• **Work to do**
Swap "boundary" for "edge" wherever it appears in the rows below, and rewrite the rows with everything else unchanged. Omit the pictures from your answer.

• **Extracted data**
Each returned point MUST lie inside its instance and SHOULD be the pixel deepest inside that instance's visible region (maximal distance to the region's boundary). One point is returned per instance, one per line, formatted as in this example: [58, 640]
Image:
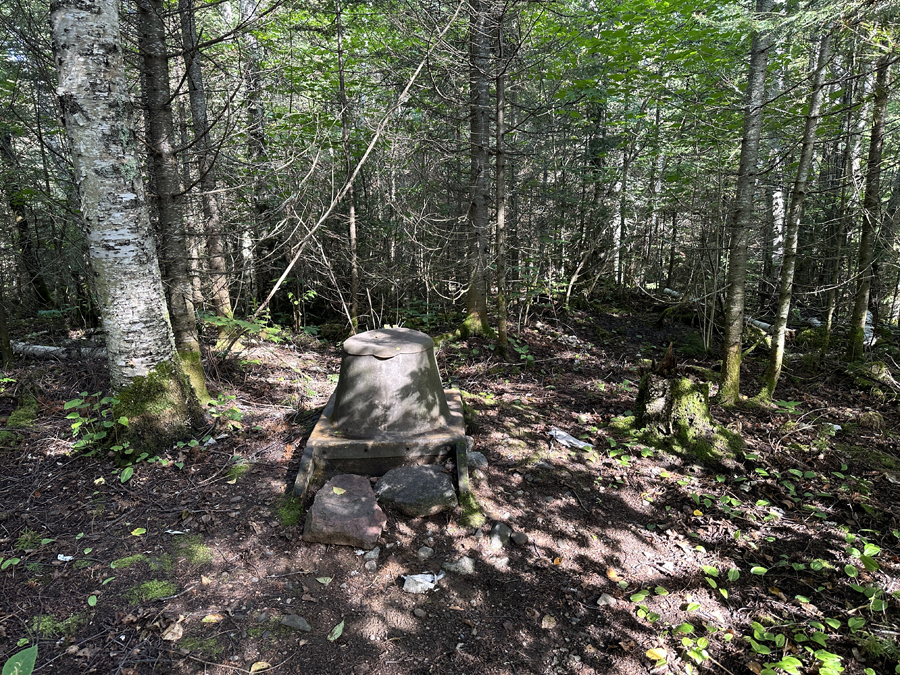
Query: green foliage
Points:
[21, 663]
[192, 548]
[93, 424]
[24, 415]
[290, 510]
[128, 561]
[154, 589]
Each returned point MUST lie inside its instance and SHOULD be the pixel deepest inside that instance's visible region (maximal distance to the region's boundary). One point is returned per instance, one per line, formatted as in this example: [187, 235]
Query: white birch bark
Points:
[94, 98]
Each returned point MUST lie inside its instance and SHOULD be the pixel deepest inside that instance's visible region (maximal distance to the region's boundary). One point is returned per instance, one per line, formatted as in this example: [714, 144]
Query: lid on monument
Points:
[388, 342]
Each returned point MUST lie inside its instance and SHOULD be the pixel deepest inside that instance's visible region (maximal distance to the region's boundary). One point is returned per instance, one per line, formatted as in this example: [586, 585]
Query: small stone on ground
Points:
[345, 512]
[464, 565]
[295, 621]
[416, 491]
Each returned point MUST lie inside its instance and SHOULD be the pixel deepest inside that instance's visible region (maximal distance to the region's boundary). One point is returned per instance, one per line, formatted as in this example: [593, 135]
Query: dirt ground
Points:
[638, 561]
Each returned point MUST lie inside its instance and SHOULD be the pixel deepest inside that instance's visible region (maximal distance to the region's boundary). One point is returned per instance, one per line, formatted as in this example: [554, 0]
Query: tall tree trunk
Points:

• **Written response**
Each returned point MUST lie inside its instance and SHOULD be the pixel deepest inside that instance's visible region (maximal distance to the region's edge). One point is returned per instance, one per line, formatted as in this example: [58, 640]
Image:
Query: green foliage
Points:
[21, 663]
[192, 548]
[93, 424]
[24, 415]
[290, 510]
[128, 561]
[154, 589]
Each returned point MUST lie inside its instance and SHOULD be the pixel deepest inside that instance's visible region (maximal distance to the region's edge). One point is returned per instance, one per line, formatted as in this example: [187, 235]
Query: white birch bark
Points:
[94, 98]
Each returned point MUST lie inside its instance and SHOULD be the pixel deepest inside that instance's visible region (maximal distance to the region's edge). One point is returned per instance, one per line, formatted as in this example: [714, 144]
Query: lid on monument
Points:
[388, 342]
Each returned point MUST lie inside its instance and SHOULD be the pixel deepest inside that instance's visible region (maximal distance to the region's edge). One point is returned per instance, one per line, formatted as in this example: [586, 585]
Query: small stone on ground
Points:
[345, 512]
[464, 565]
[295, 621]
[416, 491]
Each returned point MUST lie inside its instance and SHOULD be the pixel deepest inside that instance's visible region (maximal distance to the region's edge). One point is returned per instance, one per line, formatted as in this example: [593, 135]
Query: dirt ground
Points:
[638, 561]
Each returned point MUST lie inside its instance and SHOULD be the pixel deepest inside that instance's visible region (maximal distance to the region's edge). One point is returned per instance, one per line, formatted as in this example: [554, 0]
Query: tall tree trunk
Points:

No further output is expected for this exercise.